Exercise material below:

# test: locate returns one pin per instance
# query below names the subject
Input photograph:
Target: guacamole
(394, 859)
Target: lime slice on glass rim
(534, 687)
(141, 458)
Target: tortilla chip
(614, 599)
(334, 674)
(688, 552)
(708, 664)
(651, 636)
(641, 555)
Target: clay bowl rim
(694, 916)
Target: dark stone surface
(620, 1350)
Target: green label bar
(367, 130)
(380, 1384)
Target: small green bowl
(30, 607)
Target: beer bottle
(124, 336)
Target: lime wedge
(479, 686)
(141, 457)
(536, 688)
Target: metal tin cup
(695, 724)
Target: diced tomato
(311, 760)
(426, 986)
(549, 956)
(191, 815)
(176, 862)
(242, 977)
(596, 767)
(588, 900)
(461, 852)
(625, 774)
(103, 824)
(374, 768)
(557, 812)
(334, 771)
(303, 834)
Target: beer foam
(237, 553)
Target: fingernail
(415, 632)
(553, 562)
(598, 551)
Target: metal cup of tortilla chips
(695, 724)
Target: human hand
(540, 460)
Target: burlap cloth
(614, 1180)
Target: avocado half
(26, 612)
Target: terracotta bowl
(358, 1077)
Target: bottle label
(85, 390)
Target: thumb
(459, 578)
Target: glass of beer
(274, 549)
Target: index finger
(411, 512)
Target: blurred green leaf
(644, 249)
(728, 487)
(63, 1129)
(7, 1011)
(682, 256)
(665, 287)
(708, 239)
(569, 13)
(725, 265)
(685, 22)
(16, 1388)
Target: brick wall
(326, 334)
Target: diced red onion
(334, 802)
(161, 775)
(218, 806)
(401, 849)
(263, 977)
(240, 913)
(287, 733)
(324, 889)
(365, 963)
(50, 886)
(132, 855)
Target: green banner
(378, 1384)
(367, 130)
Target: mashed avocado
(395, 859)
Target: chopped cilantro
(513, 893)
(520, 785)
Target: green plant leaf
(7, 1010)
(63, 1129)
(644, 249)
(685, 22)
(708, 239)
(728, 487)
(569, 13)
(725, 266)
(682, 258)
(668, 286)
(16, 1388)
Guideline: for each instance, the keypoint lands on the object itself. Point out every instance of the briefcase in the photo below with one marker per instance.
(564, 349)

End of Exercise material.

Work to be completed |
Repeat the material above exactly.

Completed exercise |
# test: locate returns one pin per instance
# query below names the subject
Input photograph:
Target: guacamole
(394, 859)
Target: lime slice on glass rim
(534, 687)
(141, 458)
Target: tortilla chip
(614, 599)
(334, 674)
(688, 552)
(708, 664)
(651, 636)
(641, 555)
Target: clay bowl rim
(694, 916)
Target: dark stone surface
(620, 1350)
Target: green label bar
(367, 130)
(380, 1384)
Target: small green bowl
(30, 607)
Target: beer bottle
(124, 336)
Target: lime wedge
(479, 686)
(141, 457)
(536, 688)
Target: metal tin cup
(695, 724)
Target: diced tomato
(311, 760)
(426, 986)
(549, 956)
(191, 815)
(176, 862)
(242, 977)
(596, 767)
(588, 900)
(461, 852)
(625, 774)
(103, 824)
(374, 768)
(557, 812)
(334, 771)
(303, 834)
Target: beer foam
(237, 553)
Target: fingernail
(415, 632)
(553, 562)
(598, 551)
Target: metal cup of tortilla chips
(695, 724)
Target: human hand
(540, 460)
Target: burlap cloth
(614, 1180)
Target: avocado half
(26, 612)
Target: terracotta bowl
(358, 1077)
Target: bottle label
(85, 390)
Target: thumb
(459, 578)
Target: glass of beer
(274, 549)
Target: index finger
(411, 512)
Target: blurred green leaf
(644, 249)
(728, 487)
(63, 1129)
(7, 1011)
(682, 256)
(665, 287)
(708, 239)
(569, 13)
(725, 265)
(685, 22)
(16, 1388)
Target: brick wall
(326, 334)
Target: diced red onion
(334, 802)
(161, 775)
(218, 806)
(401, 849)
(263, 977)
(240, 913)
(287, 733)
(324, 889)
(365, 963)
(50, 886)
(132, 855)
Target: green banner
(378, 1384)
(367, 130)
Target: mashed avocado
(395, 859)
Target: chopped cilantro
(513, 893)
(520, 785)
Target: green plant leaf
(7, 1010)
(63, 1129)
(644, 249)
(685, 22)
(708, 239)
(728, 487)
(569, 13)
(725, 266)
(682, 258)
(668, 286)
(16, 1388)
Guideline: for each instance, the keypoint lands on the object itself. Point out every instance of the briefcase in the photo below with one marker per instance.
(564, 349)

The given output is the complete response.